**TASK STATEMENT**
Pick up the announcement of research openings in machine learning potentials and quantum computing below, and continue it from its last sentence.

**DOCUMENT TEXT**

BEGIN

Introduction:

The research groups at the Sungkyunkwan University (Prof. Chang Woo Myung) & Ulsan National Institute of Science & Technology, UNIST (Profs. Geunsik Lee & Kwang S. Kim) are announcing exceptional research opportunities in the areas of machine learning (ML) potential development (Sparse Gaussian Process Regression potential) and quantum computing algorithm development.

Since conventional quantum mechanical simulations are too slow to be applied to large systems, our groups are focusing on developing machine learning (Bayesian machine learning potential, machine learning Bayesian-based sampling) methods that perform ab initio simulations fast and accurately to overcome these problems (Adv. Energy Mater. 12, 2202279 (2022); Adv. Energy Mater. 12, 2201497 (2022); Phys. Rev. Lett. 128, 045301 (2022); J. Phys. Chem. A 125, 9414 (2021); J. Phys. Chem. Lett. 12, 8115 (2021); Phys. Rev. B 103, 214102 (2021)). The Sparse Gaussian Process Regression (SGPR) potential is a scalable and accurate machine learning potential, and we aim to develop universal ab initio level SGPR potential for various materials (hydrocarbons, proteins, water, aqueous solutions, Li-battery materials etc.).

Quantum computing has recently gained attention as a promising way to overcome the curse of dimensionality in first-principles calculations. We aim to develop a classical-quantum hybrid algorithms for existing ab initio methods. Specifically, we combine the matrix product state methods (AIP Advances 6, 095024 (2016)) with quantum computing algorithms to explore the quantum advantage of classical-quantum hybrid algorithms. We develop a diffusion quantum Monte Carlo (J. Phys. Chem. A 123, 7785 (2019)) and Dynamical Mean Field Theory (DMFT) (Phys. Rev. Lett. 109, 177001 (2012)) methods. We also develop dimension-reduced matrix product state (MPS) and density matrix renormalization group (DMRG) algorithms to elucidate quantum dimensional transitions in the square lattice spin-1/2 antiferromagnetic Heisenberg model (Phys. Rev. B 99, 134441 (2019)).

Research areas:

SGPR machine learning potential: Join us in the development of SGPR machine learning potential. Our research aims include the development of electronic-structure-dependent SGPR ML potential and the development of universal SGPR potential for a wide range of materials (macro/bio-molecular systems and novel functional materials including electrocatalysts, perovskite solar cells, Li-battery materials, etc.).

Classical-quantum hybrid algorithms: The goal is to uncover the quantum advantages and limitations of variational quantum algorithms (VQAs), and to identify the types of applications and problems for which VQAs can provide quantum advantages. We aim to apply VQAs to quantum chemical systems, such as gas phase molecules, and condensed matter physics models/methods, such as the Hubbard model, MPS and Dynamical Mean Field Theory (DMFT), and demonstrate their quantum advantages over classical methods in solving these systems.

END

**THE DATA**
BEGIN

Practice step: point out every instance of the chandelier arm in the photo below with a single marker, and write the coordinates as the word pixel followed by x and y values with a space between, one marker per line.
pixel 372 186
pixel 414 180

END

**ANSWER BOX**
Collaboration and Support:

The selected candidates will have the opportunity to work closely with 3 joint group members, who will provide support throughout research. As for Quantum Computing, we are going to collaborate with research groups in Harvard Univ.

Eligibility:

We are actively seeking applications from candidates possessing a strong academic background in fields such as physics, chemistry, materials science, computer science, or related disciplines. Ideal candidates will demonstrate a vigorous interest in engaging in pioneering research at the nexus of machine learning and quantum computing.

Ph.D. positions:

Candidates should exhibit a strong background in theoretical physics and chemistry through the utilization of computational techniques.

Postdoctoral, Research Scientist, and Research Professor positions:

Candidates should have high-quality publications in the realm of theoretical/computational physics, chemistry, and materials science, complemented by specialized knowledge in machine learning or quantum computing.

Application Process:

Interested candidates are invited to submit their applications including a (i) detailed CV, (ii) lists of publications, and (iii) a statement of research interests. Please send your application by email to Chang Woo Myung ([email protected]), Geunsik Lee ([email protected]), or Kwang S. Kim ([email protected]).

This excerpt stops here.